● **Consegna 1**
Restituisci senza modifiche tutto il passo del brano sui vescovi statunitensi da "Per anni, molti" fino a "stanno cambiando direzione.".
● **Consegna 2**
Nel brano sui vescovi statunitensi, chi ha dichiarato da Roma che la realtà sta diventando sempre più inquietante?

● **Brano scelto**
Per anni, molti vescovi cattolici statunitensi hanno concentrato il loro impegno pubblico sulla lotta all’aborto. Hanno sostenuto Trump per la sua opposizione a Roe v. Wade, criticando i politici cattolici che difendevano il diritto all’interruzione di gravidanza. Ma oggi, sempre più voci all’interno della Chiesa stanno cambiando direzione.
Ma oggi qualcosa sta cambiando. Sempre più vescovi richiamano l’eredità di papa Francesco — e ora anche di papa Leone XIV — per denunciare le deportazioni di massa e l’inasprimento delle politiche migratorie. Non è un cambiamento marginale: si tratta di una delle più visibili rotture tra la leadership ecclesiastica e l’ala politica che per anni ha corteggiato il voto cattolico con il vessillo dei “valori non negoziabili”. “La realtà sta diventando sempre più inquietante,” ha dichiarato il cardinale Robert W. McElroy da Roma. “Non è più possibile fingere che queste deportazioni siano mirate: è una caccia generalizzata a chi non ha documenti.”

● **Estratti dei dati**
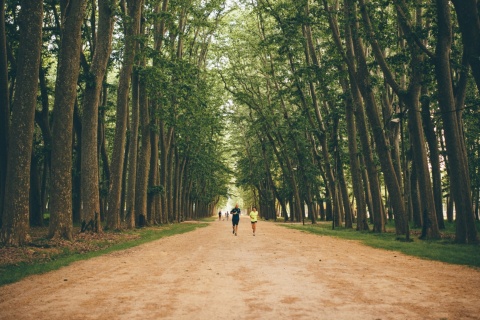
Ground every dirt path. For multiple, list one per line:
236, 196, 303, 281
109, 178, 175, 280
0, 217, 480, 320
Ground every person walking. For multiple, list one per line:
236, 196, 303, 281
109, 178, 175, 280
250, 207, 258, 235
230, 204, 241, 235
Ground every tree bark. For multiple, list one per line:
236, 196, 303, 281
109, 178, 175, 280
0, 0, 10, 228
135, 68, 153, 223
0, 0, 43, 246
49, 0, 87, 240
107, 0, 143, 230
81, 0, 117, 232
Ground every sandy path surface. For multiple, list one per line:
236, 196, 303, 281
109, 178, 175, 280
0, 217, 480, 320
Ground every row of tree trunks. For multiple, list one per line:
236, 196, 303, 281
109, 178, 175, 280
435, 0, 478, 243
107, 0, 143, 230
0, 0, 43, 246
81, 0, 116, 232
0, 0, 10, 228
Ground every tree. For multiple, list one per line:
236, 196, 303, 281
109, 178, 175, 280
0, 0, 43, 246
0, 0, 10, 227
435, 0, 478, 243
107, 0, 143, 230
81, 0, 116, 232
49, 0, 87, 240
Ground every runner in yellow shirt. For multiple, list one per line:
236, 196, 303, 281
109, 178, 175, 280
250, 207, 258, 235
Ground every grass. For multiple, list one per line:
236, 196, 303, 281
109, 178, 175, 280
282, 222, 480, 268
0, 219, 209, 286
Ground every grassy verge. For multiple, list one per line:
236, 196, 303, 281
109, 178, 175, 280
281, 221, 480, 268
0, 219, 209, 286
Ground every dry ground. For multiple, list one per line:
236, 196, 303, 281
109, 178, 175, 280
0, 217, 480, 320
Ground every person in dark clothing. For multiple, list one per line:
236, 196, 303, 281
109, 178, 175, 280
230, 204, 241, 235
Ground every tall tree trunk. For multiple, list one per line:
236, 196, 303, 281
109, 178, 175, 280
323, 0, 385, 232
30, 151, 43, 226
0, 0, 10, 227
81, 0, 117, 232
135, 68, 153, 223
126, 71, 140, 229
49, 0, 87, 240
452, 0, 480, 91
352, 0, 410, 235
107, 0, 143, 230
421, 95, 445, 229
0, 0, 43, 246
435, 0, 478, 243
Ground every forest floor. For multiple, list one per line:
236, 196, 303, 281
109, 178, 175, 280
0, 217, 480, 320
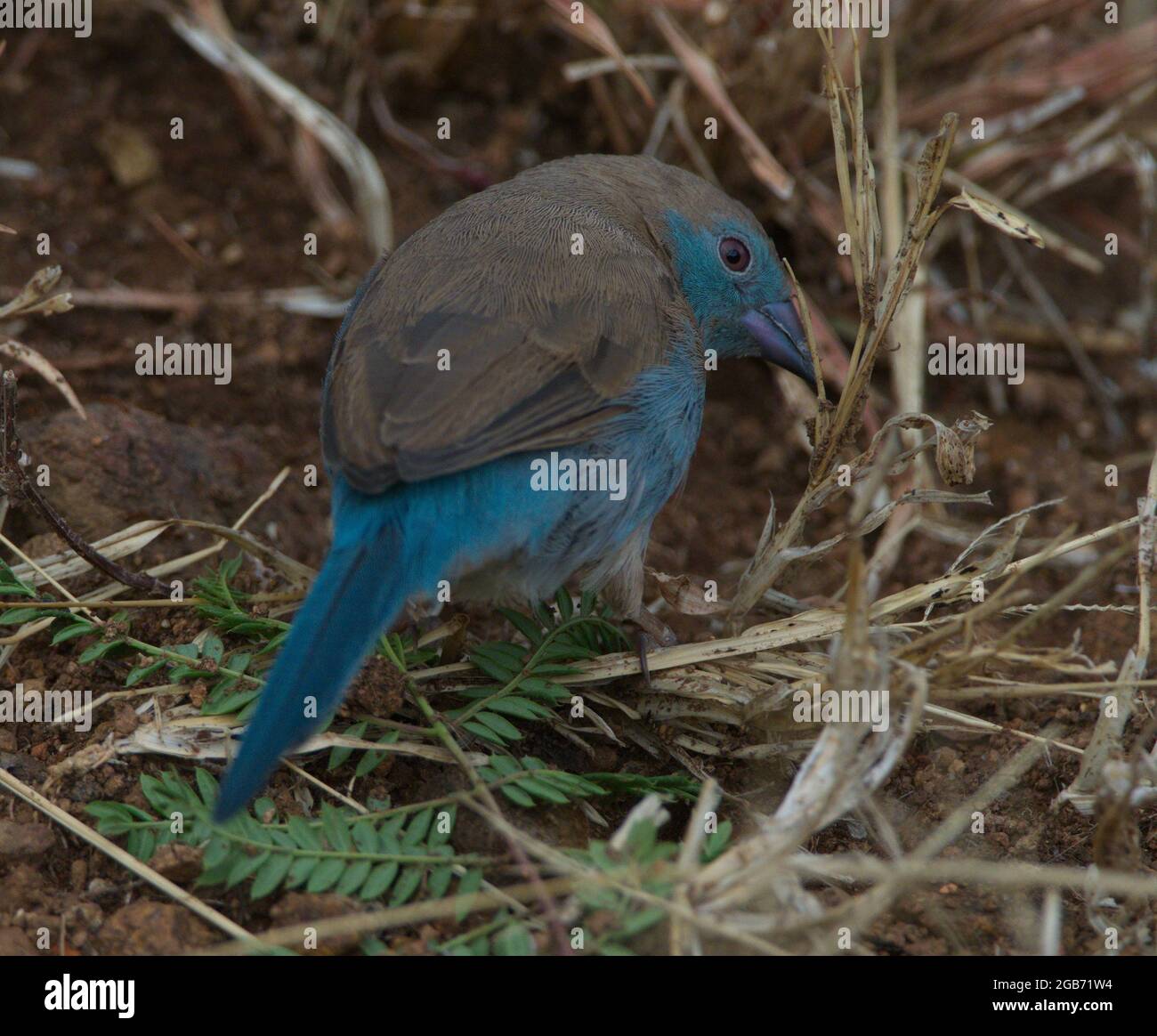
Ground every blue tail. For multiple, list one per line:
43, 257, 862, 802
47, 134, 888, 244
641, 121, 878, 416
214, 522, 417, 821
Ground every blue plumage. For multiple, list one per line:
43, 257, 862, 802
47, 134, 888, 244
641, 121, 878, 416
216, 157, 811, 817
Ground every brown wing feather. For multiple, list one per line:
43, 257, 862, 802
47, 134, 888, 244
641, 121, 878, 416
323, 159, 690, 492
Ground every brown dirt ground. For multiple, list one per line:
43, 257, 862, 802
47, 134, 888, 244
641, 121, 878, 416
0, 8, 1157, 954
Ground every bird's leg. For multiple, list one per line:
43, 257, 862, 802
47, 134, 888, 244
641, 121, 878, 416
603, 527, 679, 686
629, 605, 679, 686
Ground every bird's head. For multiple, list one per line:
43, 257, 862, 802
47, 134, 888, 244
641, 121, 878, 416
664, 206, 816, 388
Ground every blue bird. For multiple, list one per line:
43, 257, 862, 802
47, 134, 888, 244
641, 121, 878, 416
216, 155, 814, 818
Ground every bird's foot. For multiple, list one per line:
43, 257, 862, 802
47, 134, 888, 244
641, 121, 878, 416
631, 608, 679, 686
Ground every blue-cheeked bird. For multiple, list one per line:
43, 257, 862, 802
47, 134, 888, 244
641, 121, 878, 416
216, 155, 814, 818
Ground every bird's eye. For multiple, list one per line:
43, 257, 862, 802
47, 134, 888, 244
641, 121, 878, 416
720, 238, 751, 273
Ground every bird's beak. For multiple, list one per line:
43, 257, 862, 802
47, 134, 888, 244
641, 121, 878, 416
741, 299, 816, 389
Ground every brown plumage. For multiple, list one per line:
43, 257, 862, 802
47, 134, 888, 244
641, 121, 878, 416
321, 155, 752, 493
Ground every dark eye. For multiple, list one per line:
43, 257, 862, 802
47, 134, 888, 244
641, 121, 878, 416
720, 238, 751, 273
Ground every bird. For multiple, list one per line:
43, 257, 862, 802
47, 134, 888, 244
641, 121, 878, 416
215, 155, 816, 821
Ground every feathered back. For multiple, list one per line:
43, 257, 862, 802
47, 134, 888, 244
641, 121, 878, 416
321, 155, 758, 493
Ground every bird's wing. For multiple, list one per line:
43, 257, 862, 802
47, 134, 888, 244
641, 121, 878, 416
321, 194, 691, 493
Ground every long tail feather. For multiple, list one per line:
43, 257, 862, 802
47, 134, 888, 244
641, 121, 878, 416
214, 528, 414, 820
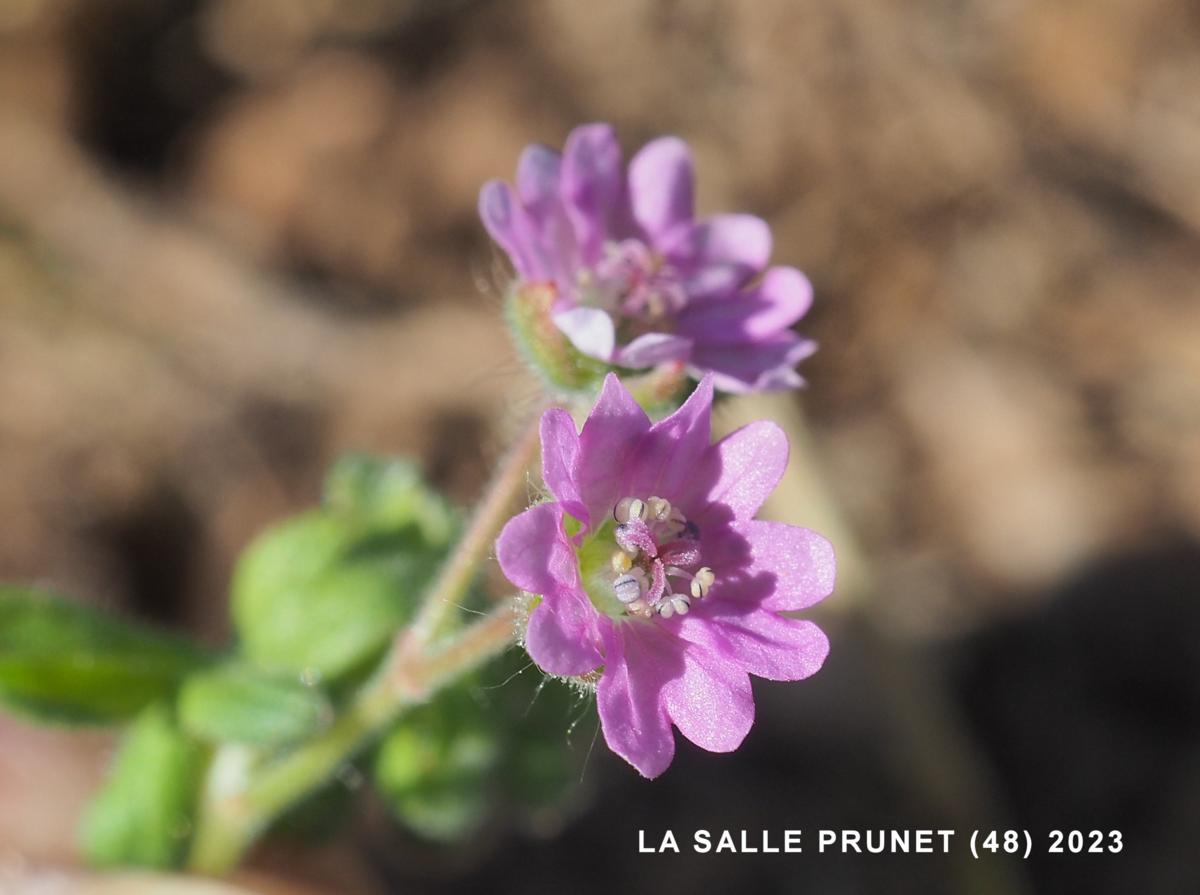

● **Soluzione 1**
Per anni, molti vescovi cattolici statunitensi hanno concentrato il loro impegno pubblico sulla lotta all’aborto. Hanno sostenuto Trump per la sua opposizione a Roe v. Wade, criticando i politici cattolici che difendevano il diritto all’interruzione di gravidanza. Ma oggi, sempre più voci all’interno della Chiesa stanno cambiando direzione.

● **Soluzione 2**
Il cardinale Robert W. McElroy.